START EXERCISE DATA

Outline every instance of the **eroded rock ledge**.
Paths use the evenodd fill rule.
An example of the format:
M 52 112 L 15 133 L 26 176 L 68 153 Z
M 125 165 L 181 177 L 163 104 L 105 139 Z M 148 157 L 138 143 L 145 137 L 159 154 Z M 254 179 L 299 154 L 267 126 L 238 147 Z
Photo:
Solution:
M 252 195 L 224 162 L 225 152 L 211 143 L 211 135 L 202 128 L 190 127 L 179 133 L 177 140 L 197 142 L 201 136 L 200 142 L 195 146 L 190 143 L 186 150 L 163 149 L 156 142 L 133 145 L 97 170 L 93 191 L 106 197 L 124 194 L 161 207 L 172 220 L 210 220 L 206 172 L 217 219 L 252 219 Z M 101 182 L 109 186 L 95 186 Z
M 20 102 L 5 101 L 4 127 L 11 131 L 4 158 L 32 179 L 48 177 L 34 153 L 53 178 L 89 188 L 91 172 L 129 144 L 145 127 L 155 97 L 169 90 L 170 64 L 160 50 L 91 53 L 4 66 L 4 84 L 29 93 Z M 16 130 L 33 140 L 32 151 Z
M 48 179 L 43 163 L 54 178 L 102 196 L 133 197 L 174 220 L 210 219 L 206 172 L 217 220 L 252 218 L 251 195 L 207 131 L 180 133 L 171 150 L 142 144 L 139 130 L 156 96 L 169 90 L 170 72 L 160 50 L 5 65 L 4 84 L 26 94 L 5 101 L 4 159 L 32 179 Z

END EXERCISE DATA

* _DESCRIPTION OF THE TASK_
Rewrite the records above with "evenodd" replaced by "nonzero" and everything else left unchanged.

* _SOLUTION FOR THIS TASK_
Outline every instance of the **eroded rock ledge**.
Paths use the nonzero fill rule.
An example of the format:
M 52 112 L 15 133 L 26 176 L 68 153 Z
M 125 165 L 181 177 L 163 104 L 105 139 Z M 148 157 L 138 143 L 145 137 L 159 154 Z M 254 179 L 299 154 L 267 126 L 238 147 Z
Photo:
Solution:
M 252 195 L 224 162 L 225 152 L 211 143 L 211 135 L 202 128 L 190 127 L 179 133 L 177 140 L 197 142 L 201 136 L 200 142 L 195 146 L 190 143 L 186 150 L 163 149 L 156 142 L 133 145 L 97 170 L 93 191 L 106 197 L 124 194 L 161 207 L 172 220 L 210 220 L 206 172 L 217 219 L 252 219 Z M 101 182 L 109 186 L 95 186 Z
M 20 102 L 5 101 L 4 127 L 11 131 L 4 158 L 32 179 L 48 177 L 34 153 L 53 178 L 89 188 L 91 172 L 129 144 L 145 127 L 155 97 L 169 90 L 170 64 L 160 50 L 91 53 L 4 66 L 4 84 L 29 93 Z M 16 130 L 33 140 L 32 151 Z
M 48 179 L 43 163 L 54 178 L 102 196 L 133 197 L 174 220 L 210 219 L 206 172 L 217 220 L 252 218 L 251 195 L 207 131 L 180 133 L 171 150 L 142 144 L 139 130 L 156 96 L 169 90 L 170 72 L 160 50 L 5 65 L 4 84 L 26 94 L 5 101 L 4 159 L 32 179 Z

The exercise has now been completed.